___ SOURCE EXCERPT ___

Beards, Blazers & Glasses: The Streets
Most journalists aren’t all that creative. Obviously. I’m not out to hate on journalists per se, but let’s be real with ourselves. Every time Adam Morrison takes a shot for the rest of his life, some journalist somewhere will rush to compare him to Larry Bird, mainly because he’s white and wears a mustache. This same lack of creativity manifested itself four years ago when Mike Skinner released his debut album, “Original Pirate Material,” and the only thing that could be heard stateside was the collective sound of every American music journalist immediately tagging him, “The British Eminem.”
Of course such a pronouncement was rushed and ill-advised, especially considered a careful analysis of both men at that point yielded few similarities other than a lack of melanin. Think about it. While Eminem did rise from the world of underground hip-hop, by the time his debut, The Slim Shady LP dropped, he was well-positioned to be the “golden boy” of rap. Dr. Dre beats, major label promotion, an incredibly dense syllabic flow that could hold its own with any rapper in the world. Plus, there was Eminem’s genius in building a cult of personality around himself. People weren’t necessarily as interesting in Eminem’s songs as much as they were interested in Eminem himself, his troubles with Kim, his mother, growing up white in an all black neighborhood and getting thrashed for it, and generally being a poor gutter kid from the streets made good.
The Streets was anything but. If Eminem was “the class clown freshman dressed like Les Nesman,” Mike Skinner was the quiet kid in the back of the class, who didn’t say much and spent most class periods drawing in his notebook. Then one day, you’d ask him about his weekend and he’ll tell you some crazy story about he’d taken E and gone raving. A week later you’d ask him again and he’d tell you how he and a bunch of friends spent the weekend, taking bong rips and playing video games. After a while you’d start to think to yourself: “maybe I should be hanging out with this kid after all.”

___ DATA PROVIDED ___

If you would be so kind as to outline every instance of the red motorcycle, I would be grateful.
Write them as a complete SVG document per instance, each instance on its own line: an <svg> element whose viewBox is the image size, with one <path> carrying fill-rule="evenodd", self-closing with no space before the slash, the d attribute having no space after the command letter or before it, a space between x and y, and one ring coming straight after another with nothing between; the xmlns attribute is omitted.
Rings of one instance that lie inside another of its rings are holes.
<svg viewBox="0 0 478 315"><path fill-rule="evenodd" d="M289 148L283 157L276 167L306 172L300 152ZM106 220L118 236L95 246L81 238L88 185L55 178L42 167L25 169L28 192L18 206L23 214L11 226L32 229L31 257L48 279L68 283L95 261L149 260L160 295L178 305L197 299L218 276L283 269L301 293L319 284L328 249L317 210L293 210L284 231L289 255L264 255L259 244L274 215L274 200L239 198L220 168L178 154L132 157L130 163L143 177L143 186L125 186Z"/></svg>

___

*EXERCISE AIM:* Reproduce word for word the passage of the essay on The Streets from "Of course such" to "streets made good.".

*EXERCISE ANSWER:*
Of course such a pronouncement was rushed and ill-advised, especially considered a careful analysis of both men at that point yielded few similarities other than a lack of melanin. Think about it. While Eminem did rise from the world of underground hip-hop, by the time his debut, The Slim Shady LP dropped, he was well-positioned to be the “golden boy” of rap. Dr. Dre beats, major label promotion, an incredibly dense syllabic flow that could hold its own with any rapper in the world. Plus, there was Eminem’s genius in building a cult of personality around himself. People weren’t necessarily as interesting in Eminem’s songs as much as they were interested in Eminem himself, his troubles with Kim, his mother, growing up white in an all black neighborhood and getting thrashed for it, and generally being a poor gutter kid from the streets made good.